-- Problem to solve --
Reproduce the records below verbatim, starting with the line that contains "Spot the forest" and continuing through the end of the records.
------------------------------
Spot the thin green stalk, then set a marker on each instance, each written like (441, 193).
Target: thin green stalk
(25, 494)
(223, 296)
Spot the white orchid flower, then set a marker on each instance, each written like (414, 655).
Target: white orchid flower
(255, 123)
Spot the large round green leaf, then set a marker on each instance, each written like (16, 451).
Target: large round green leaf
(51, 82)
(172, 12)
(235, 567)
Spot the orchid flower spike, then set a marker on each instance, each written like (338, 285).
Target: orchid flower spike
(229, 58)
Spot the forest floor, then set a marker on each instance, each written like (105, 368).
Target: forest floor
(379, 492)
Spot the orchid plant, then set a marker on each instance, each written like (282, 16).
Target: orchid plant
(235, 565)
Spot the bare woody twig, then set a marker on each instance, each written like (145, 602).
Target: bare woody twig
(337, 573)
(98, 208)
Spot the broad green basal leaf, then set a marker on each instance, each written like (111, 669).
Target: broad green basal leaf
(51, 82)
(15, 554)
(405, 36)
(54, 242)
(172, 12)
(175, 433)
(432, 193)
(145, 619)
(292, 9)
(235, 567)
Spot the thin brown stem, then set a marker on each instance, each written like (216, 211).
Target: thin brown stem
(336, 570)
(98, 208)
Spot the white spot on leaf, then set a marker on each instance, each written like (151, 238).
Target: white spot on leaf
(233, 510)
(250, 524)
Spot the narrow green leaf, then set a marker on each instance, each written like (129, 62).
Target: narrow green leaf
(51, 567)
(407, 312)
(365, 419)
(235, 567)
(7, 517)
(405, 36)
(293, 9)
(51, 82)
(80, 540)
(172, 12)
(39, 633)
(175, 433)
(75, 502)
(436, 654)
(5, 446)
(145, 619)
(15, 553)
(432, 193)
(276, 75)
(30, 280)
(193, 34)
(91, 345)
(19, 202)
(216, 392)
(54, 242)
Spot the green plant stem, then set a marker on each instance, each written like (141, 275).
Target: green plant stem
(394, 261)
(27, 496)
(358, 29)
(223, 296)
------------------------------
-- Final answer --
Spot the forest floor, then set a marker on each instance, each written like (105, 368).
Target: forest floor
(379, 492)
Spot the orchid plant, then set a marker on each instance, each written like (282, 16).
Target: orchid plant
(235, 565)
Spot the bare woody twig, then set a marker on each instance, each written like (145, 602).
Target: bare woody twig
(337, 573)
(98, 208)
Spot the broad green basal leaf, then set a marker on each instance, each written like (111, 669).
Target: broad green basal leaf
(51, 82)
(15, 554)
(405, 36)
(54, 242)
(172, 12)
(175, 433)
(432, 193)
(145, 619)
(292, 9)
(235, 567)
Spot the thin brown stem, then set a marker on each instance, each written like (216, 211).
Target: thin brown stem
(336, 570)
(98, 208)
Spot the white spot on leaf, then set a marker on each instance, each written like (151, 238).
Target: white spot on leaf
(233, 510)
(250, 524)
Spot the narrow green leaf, then set a marker on each instance, each written like (129, 62).
Target: narrow green leaf
(51, 567)
(407, 312)
(365, 419)
(235, 567)
(7, 517)
(405, 36)
(293, 9)
(51, 82)
(80, 540)
(172, 12)
(39, 633)
(175, 433)
(75, 502)
(436, 654)
(5, 446)
(145, 619)
(15, 553)
(432, 193)
(276, 75)
(30, 280)
(193, 34)
(91, 345)
(19, 202)
(216, 392)
(54, 242)
Spot the green plant stem, then set a marker on each instance, each written like (141, 275).
Target: green plant stem
(394, 261)
(27, 496)
(358, 29)
(223, 296)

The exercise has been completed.